Please lay out the rows below as a JSON list of strings, one string per line with blank lines omitted, from the first line up to and including the line that contains "<point>333,107</point>".

━━━━━━━━━━━━━━━━━━━━━━━━━━━━━━

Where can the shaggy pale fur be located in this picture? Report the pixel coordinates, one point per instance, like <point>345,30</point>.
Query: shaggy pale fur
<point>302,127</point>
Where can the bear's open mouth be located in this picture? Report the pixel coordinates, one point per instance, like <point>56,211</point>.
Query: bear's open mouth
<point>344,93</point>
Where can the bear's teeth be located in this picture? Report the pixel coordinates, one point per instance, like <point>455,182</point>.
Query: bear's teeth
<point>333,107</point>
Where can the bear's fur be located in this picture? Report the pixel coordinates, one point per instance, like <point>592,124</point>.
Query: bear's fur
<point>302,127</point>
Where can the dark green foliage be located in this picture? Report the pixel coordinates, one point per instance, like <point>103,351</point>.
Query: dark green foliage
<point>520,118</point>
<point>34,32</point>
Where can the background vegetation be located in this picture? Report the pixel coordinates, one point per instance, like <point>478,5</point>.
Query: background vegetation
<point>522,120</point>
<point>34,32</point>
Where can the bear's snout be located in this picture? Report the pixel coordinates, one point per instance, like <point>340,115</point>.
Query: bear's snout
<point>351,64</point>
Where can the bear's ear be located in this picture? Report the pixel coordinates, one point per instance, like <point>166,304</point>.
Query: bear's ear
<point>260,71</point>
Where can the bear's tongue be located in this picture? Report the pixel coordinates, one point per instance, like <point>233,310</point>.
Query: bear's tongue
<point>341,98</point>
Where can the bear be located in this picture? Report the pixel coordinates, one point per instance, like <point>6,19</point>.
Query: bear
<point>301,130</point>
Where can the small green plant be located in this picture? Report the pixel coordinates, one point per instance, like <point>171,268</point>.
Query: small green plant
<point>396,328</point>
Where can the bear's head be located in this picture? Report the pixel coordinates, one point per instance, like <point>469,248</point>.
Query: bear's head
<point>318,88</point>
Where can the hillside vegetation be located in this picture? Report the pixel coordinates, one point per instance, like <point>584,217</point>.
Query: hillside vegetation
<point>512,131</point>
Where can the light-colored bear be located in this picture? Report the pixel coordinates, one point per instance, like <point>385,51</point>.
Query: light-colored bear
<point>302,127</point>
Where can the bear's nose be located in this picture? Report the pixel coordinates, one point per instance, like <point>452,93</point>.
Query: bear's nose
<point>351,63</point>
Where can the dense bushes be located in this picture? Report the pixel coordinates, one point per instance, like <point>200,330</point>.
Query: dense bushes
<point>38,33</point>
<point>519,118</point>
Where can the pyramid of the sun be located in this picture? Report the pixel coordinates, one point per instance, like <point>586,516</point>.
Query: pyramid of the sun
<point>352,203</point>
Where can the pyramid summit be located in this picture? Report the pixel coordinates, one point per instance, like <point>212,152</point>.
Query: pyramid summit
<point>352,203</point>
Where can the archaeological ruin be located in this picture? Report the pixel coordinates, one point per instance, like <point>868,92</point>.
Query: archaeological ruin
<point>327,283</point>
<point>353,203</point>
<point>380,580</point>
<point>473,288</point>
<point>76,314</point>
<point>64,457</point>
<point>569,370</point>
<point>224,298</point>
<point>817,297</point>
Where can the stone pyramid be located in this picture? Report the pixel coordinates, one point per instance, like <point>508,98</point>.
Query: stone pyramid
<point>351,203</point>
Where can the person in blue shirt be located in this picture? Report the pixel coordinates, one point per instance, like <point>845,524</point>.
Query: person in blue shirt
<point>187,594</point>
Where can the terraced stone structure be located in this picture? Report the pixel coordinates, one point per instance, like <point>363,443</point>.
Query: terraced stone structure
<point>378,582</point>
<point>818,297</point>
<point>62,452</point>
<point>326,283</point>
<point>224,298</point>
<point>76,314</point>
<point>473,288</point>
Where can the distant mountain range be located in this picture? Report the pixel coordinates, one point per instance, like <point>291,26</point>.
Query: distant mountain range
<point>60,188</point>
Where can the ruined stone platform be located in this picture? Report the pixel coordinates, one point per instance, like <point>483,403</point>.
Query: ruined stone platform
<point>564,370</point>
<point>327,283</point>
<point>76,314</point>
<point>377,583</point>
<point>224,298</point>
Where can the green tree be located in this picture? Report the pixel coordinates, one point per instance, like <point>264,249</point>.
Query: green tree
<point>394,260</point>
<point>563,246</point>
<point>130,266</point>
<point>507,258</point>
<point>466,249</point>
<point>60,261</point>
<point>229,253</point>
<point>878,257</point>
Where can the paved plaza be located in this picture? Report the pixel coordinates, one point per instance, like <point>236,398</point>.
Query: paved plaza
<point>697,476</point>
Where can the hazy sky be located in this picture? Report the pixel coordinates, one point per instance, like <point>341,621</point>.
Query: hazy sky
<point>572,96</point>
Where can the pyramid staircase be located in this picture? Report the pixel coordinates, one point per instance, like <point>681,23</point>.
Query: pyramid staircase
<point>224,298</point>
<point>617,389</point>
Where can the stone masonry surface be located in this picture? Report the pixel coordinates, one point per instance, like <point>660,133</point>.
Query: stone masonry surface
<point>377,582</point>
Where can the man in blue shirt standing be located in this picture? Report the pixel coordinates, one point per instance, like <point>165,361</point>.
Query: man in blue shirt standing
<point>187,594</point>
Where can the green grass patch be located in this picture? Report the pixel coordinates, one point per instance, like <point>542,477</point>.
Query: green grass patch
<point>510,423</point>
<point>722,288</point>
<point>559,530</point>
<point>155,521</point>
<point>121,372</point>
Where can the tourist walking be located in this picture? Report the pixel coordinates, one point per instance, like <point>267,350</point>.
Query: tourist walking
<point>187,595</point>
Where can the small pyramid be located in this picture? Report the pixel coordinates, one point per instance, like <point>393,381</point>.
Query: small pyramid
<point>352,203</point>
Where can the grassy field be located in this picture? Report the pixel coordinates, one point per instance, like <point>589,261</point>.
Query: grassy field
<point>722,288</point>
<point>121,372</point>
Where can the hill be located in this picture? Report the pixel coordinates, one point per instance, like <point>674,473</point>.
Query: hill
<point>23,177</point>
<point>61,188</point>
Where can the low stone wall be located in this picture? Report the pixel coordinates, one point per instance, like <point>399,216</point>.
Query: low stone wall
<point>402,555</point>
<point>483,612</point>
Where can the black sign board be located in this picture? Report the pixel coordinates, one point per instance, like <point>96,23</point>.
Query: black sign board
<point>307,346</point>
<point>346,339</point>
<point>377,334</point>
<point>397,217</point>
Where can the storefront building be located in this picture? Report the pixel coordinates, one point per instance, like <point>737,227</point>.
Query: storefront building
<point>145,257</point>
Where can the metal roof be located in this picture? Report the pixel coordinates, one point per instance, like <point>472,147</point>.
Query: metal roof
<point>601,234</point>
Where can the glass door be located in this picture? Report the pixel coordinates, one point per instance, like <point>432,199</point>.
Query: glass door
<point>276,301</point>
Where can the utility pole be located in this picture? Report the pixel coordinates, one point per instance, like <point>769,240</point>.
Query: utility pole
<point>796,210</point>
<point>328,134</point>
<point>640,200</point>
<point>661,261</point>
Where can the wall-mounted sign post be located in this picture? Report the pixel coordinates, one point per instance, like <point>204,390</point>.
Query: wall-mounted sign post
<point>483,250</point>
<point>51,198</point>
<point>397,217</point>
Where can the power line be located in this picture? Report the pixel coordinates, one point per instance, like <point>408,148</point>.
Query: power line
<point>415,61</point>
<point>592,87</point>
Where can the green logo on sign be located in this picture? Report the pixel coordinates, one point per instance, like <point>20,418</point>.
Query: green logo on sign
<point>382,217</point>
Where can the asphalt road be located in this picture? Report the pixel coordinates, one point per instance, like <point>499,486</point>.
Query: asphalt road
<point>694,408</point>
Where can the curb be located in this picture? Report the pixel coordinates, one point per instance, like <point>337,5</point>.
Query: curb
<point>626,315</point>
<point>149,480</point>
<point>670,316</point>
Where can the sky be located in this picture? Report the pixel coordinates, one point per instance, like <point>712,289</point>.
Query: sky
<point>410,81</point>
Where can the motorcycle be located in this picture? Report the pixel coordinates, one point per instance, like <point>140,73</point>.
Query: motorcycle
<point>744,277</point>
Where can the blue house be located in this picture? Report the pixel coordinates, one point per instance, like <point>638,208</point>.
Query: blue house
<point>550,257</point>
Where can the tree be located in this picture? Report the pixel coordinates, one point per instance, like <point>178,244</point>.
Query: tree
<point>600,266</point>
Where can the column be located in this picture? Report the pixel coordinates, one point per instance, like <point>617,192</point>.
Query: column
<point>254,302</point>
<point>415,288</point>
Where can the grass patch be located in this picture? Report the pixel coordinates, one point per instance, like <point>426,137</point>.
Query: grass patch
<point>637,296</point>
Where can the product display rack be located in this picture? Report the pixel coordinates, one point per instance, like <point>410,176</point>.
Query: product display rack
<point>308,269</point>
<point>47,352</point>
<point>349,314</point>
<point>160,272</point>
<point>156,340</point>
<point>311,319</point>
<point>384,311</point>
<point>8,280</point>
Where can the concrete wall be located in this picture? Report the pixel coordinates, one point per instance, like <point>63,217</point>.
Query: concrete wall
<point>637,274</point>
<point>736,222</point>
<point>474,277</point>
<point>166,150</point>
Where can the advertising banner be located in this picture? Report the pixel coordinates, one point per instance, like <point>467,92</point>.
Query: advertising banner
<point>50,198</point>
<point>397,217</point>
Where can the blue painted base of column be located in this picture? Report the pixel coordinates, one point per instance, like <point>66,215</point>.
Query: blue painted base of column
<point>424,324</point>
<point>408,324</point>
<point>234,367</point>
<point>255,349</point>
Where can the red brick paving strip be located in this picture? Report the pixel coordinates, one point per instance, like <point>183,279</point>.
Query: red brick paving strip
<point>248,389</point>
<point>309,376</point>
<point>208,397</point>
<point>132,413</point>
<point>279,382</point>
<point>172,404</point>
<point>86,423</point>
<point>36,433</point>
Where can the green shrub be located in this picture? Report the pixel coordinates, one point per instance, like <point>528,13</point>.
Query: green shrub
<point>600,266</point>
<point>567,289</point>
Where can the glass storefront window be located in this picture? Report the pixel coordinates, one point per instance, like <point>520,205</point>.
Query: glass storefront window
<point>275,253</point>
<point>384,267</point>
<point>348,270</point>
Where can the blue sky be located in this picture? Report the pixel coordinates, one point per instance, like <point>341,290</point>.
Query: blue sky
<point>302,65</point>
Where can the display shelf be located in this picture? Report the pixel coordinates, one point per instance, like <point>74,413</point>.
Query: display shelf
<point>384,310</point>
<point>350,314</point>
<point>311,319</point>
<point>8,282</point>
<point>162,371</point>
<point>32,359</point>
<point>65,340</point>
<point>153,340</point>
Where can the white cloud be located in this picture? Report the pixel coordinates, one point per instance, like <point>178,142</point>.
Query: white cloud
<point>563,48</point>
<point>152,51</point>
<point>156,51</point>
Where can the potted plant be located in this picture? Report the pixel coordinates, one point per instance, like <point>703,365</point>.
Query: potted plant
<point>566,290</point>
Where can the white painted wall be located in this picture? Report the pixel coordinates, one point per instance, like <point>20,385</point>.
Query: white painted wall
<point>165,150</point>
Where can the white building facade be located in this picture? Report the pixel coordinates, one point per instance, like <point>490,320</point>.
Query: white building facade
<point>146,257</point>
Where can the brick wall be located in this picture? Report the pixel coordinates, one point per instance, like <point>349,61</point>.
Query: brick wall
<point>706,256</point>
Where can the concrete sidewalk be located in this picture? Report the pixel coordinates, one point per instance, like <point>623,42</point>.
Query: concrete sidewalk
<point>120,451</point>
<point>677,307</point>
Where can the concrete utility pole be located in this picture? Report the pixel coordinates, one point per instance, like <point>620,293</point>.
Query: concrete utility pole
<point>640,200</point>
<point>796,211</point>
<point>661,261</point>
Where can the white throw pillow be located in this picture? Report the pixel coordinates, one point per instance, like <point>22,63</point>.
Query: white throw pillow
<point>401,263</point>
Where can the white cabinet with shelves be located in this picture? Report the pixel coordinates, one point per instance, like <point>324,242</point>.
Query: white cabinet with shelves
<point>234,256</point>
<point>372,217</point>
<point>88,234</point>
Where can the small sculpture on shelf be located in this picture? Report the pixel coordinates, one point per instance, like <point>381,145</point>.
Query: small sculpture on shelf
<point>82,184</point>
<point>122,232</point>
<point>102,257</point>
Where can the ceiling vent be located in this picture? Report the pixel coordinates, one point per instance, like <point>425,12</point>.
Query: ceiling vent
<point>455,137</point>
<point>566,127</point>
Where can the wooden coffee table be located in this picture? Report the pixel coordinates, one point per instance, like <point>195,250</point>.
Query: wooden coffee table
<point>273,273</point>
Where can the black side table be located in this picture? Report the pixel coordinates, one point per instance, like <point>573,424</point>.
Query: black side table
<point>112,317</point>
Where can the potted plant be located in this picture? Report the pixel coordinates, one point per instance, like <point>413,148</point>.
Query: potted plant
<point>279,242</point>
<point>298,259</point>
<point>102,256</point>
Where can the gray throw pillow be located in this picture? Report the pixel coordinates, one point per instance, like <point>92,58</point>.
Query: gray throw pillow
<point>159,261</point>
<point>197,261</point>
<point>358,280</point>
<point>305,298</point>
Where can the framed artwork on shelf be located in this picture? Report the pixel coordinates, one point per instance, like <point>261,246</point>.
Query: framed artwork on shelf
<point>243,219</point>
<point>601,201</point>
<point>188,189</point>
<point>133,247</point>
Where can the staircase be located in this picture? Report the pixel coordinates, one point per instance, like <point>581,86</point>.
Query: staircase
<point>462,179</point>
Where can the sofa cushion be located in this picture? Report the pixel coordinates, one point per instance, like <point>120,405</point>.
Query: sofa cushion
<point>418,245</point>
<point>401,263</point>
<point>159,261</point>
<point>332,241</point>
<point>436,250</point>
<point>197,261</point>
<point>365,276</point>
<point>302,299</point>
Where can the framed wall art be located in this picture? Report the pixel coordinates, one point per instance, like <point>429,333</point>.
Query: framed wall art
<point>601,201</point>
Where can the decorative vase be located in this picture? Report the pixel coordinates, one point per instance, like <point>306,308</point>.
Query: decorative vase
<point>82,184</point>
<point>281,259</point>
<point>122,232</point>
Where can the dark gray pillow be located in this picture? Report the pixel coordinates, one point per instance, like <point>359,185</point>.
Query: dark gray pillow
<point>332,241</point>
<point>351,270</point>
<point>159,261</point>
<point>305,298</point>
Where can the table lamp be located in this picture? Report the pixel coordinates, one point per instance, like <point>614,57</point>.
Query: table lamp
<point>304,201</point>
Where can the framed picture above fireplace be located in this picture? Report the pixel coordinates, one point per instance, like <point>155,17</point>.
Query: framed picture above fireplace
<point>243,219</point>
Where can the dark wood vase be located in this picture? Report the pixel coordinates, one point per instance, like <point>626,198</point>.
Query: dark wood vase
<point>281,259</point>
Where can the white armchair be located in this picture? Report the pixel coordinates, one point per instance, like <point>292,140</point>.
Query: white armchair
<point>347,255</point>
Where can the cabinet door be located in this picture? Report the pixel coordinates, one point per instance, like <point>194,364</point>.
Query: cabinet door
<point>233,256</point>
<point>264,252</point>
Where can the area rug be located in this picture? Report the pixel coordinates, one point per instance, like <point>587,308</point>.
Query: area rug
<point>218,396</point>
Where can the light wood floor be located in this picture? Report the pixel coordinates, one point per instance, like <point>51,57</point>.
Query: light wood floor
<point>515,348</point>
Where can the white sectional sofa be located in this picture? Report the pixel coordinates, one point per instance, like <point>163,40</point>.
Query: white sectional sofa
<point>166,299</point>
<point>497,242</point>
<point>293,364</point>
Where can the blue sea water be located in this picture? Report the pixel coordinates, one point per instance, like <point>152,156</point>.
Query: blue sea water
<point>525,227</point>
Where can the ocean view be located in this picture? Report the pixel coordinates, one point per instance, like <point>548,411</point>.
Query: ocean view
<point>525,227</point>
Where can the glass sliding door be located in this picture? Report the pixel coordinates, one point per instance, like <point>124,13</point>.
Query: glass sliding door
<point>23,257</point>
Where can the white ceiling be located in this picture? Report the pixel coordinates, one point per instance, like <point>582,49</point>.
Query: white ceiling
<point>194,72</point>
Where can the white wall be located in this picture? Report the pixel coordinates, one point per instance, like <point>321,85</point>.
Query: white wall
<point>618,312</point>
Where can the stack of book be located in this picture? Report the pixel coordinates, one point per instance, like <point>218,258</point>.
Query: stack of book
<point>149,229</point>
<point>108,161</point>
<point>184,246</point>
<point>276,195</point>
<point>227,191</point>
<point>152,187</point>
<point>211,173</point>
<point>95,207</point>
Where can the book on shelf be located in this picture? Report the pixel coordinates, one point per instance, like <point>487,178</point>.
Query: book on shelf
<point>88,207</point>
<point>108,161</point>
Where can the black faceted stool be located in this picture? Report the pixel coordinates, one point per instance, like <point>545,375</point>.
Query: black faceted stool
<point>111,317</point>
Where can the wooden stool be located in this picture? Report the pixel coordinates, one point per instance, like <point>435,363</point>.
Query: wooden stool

━━━━━━━━━━━━━━━━━━━━━━━━━━━━━━

## [Answer in full]
[
  "Where can the shaggy pale fur be located in this picture? Report the pixel coordinates, one point per instance, like <point>345,30</point>.",
  "Query: shaggy pale fur",
  "<point>302,127</point>",
  "Where can the bear's open mouth be located in this picture? Report the pixel coordinates, one point per instance, like <point>56,211</point>.",
  "Query: bear's open mouth",
  "<point>344,93</point>",
  "Where can the bear's teeth be located in this picture? Report the pixel coordinates, one point per instance, like <point>455,182</point>.",
  "Query: bear's teeth",
  "<point>333,107</point>"
]